** Data to examine follows **
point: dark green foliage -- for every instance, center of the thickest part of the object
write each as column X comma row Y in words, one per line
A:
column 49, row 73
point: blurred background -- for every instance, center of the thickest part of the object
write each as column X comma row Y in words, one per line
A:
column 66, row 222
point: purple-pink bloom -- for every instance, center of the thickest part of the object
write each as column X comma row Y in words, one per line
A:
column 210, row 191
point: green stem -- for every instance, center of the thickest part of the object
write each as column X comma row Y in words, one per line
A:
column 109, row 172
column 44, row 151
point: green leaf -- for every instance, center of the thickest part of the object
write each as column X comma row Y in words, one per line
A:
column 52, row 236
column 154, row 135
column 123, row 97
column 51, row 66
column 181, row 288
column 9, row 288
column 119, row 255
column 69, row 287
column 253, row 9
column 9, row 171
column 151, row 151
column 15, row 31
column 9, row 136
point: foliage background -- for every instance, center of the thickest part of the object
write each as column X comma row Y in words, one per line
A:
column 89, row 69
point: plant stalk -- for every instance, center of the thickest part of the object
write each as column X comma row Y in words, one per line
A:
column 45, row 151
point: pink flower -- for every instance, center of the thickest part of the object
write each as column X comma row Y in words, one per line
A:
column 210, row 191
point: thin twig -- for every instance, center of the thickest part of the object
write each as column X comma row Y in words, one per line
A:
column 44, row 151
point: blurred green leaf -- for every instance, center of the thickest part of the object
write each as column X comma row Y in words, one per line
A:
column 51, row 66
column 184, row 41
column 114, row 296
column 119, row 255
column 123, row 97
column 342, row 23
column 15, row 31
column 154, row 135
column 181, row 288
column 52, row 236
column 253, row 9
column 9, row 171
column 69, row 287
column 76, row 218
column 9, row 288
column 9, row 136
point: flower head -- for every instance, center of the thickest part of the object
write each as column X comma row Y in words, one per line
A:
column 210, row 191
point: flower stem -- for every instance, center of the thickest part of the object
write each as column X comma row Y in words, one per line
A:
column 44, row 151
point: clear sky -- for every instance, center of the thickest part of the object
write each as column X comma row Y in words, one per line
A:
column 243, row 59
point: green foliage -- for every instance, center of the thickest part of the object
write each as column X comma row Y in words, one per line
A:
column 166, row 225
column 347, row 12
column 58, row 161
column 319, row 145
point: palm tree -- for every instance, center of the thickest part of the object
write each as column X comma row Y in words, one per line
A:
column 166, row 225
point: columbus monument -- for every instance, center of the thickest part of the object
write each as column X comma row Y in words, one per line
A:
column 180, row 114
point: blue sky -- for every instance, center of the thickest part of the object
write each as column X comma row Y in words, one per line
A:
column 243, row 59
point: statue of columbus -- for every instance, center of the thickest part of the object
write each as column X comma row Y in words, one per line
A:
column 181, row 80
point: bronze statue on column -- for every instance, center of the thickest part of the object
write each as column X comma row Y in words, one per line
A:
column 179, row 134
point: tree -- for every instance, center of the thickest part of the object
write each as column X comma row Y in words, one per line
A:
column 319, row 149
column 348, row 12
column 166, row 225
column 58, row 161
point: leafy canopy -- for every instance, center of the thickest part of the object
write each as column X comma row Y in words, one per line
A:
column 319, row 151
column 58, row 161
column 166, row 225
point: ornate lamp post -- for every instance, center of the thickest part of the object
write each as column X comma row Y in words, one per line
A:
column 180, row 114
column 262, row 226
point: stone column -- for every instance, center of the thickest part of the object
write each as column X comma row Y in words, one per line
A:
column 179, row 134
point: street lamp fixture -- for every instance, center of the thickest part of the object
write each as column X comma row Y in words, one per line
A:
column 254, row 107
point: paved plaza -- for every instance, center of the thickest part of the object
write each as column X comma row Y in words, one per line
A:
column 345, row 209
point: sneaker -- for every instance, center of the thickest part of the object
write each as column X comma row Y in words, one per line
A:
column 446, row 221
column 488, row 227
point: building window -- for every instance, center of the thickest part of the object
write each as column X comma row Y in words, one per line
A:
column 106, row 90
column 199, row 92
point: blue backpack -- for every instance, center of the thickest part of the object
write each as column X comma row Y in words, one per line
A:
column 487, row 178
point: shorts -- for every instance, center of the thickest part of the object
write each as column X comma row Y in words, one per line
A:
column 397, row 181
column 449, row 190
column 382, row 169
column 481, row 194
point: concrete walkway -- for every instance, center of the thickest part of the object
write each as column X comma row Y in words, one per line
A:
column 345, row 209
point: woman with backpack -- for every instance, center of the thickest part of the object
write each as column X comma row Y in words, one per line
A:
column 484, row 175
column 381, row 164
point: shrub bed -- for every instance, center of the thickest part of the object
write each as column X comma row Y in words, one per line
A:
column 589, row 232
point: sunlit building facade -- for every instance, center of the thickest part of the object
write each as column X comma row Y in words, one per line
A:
** End of Data to examine **
What you need to do: In the entries, how many lines include the string "foliage"? Only the number should be given.

Written response: 3